What is required:
Could you extract every entry below and reproduce it exactly?

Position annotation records
_____

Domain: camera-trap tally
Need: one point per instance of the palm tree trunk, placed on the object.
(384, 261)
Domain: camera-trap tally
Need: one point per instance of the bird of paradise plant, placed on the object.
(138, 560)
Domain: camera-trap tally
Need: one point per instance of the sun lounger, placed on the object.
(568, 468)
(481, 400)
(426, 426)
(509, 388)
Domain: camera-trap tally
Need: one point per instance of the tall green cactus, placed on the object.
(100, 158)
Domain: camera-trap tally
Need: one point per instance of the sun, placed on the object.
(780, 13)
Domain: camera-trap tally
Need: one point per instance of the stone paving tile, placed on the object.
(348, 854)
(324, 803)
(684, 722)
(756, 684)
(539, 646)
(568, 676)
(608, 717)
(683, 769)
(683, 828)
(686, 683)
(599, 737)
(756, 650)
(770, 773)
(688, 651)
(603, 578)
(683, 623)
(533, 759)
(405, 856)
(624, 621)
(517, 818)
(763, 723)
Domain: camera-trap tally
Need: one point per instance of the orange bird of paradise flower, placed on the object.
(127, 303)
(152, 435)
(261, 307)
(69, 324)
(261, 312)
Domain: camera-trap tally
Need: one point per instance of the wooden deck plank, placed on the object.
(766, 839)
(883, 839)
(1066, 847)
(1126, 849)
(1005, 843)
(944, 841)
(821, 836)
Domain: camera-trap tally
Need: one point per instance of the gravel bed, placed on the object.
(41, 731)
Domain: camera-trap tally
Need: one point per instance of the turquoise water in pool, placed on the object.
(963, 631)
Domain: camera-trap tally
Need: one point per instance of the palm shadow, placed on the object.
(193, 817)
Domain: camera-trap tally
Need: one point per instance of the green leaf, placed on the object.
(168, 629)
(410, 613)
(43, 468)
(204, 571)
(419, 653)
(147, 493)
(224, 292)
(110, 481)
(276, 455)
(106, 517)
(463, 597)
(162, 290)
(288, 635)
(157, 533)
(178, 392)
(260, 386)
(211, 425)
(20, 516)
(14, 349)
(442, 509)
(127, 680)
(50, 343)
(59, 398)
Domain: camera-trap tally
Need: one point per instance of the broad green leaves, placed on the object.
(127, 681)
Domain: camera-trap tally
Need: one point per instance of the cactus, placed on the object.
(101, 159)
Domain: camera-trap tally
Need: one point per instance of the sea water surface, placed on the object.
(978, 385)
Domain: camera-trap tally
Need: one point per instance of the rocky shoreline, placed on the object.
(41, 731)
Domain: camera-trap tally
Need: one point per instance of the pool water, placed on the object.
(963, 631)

_____

Answer in full:
Domain: camera-trap tally
Need: one point per instance of the palm tree trunk, placed on the object.
(384, 261)
Domain: camera-trap tally
Need: one point per instance of the bird of paradise plant, placed on the object.
(138, 560)
Domain: camera-trap tally
Need: one point per instance of the sun lounger, placed on the object.
(568, 468)
(481, 400)
(426, 426)
(509, 388)
Domain: camera-trap tally
Need: one point per instance of the tall green cactus, placed on the object.
(100, 158)
Domain: camera-trap tally
Need: one point per instance of the sun, placed on the object.
(780, 13)
Domain: camera-trap tally
Need: one point per instance of the stone paving tile, placed on the object.
(348, 854)
(324, 803)
(684, 722)
(756, 684)
(539, 646)
(568, 676)
(608, 717)
(683, 769)
(683, 828)
(686, 683)
(599, 737)
(756, 650)
(770, 773)
(688, 651)
(603, 578)
(683, 623)
(533, 759)
(405, 856)
(624, 621)
(517, 818)
(763, 723)
Domain: camera-trap tally
Need: one point per instance of the orange bird of paradise flower, placed on the object.
(127, 303)
(152, 435)
(261, 307)
(69, 324)
(261, 312)
Domain: camera-trap tally
Need: one point per instance of the wooden deck plank, placed on the object.
(766, 839)
(883, 839)
(1066, 847)
(1126, 849)
(1005, 843)
(944, 841)
(821, 836)
Domain: camera-trap tally
Need: one point per instance of the gravel bed, placed on the object.
(41, 731)
Domain: camera-trap tally
Need: one point per instance of the turquoise water in pool, placed on the object.
(963, 631)
Domain: camera-trap tally
Need: one point per instance of the palm shadow, placed on the object.
(193, 817)
Domain: camera-trap tally
Need: one point per instance of the green leaf, placed on the object.
(168, 629)
(410, 613)
(43, 468)
(204, 571)
(419, 653)
(147, 493)
(224, 292)
(110, 481)
(276, 455)
(106, 517)
(463, 597)
(162, 290)
(288, 635)
(157, 533)
(178, 392)
(260, 386)
(211, 425)
(20, 516)
(14, 349)
(442, 509)
(127, 680)
(50, 343)
(59, 398)
Domain: camera-trap tally
Need: one point per instance of the broad green leaves, placed on the object.
(127, 681)
Domain: camera-trap tally
Need: one point per instance of the cactus, placed on the object.
(101, 159)
Domain: camera-trap tally
Need: one point per instance of the sea water surface, placed on the object.
(978, 385)
Domain: camera-trap tally
Need: one point per instance of the rocky shoreline, placed on the object.
(41, 731)
Domain: camera-trap tally
Need: one point per instance of the pool water, placed on the object.
(963, 631)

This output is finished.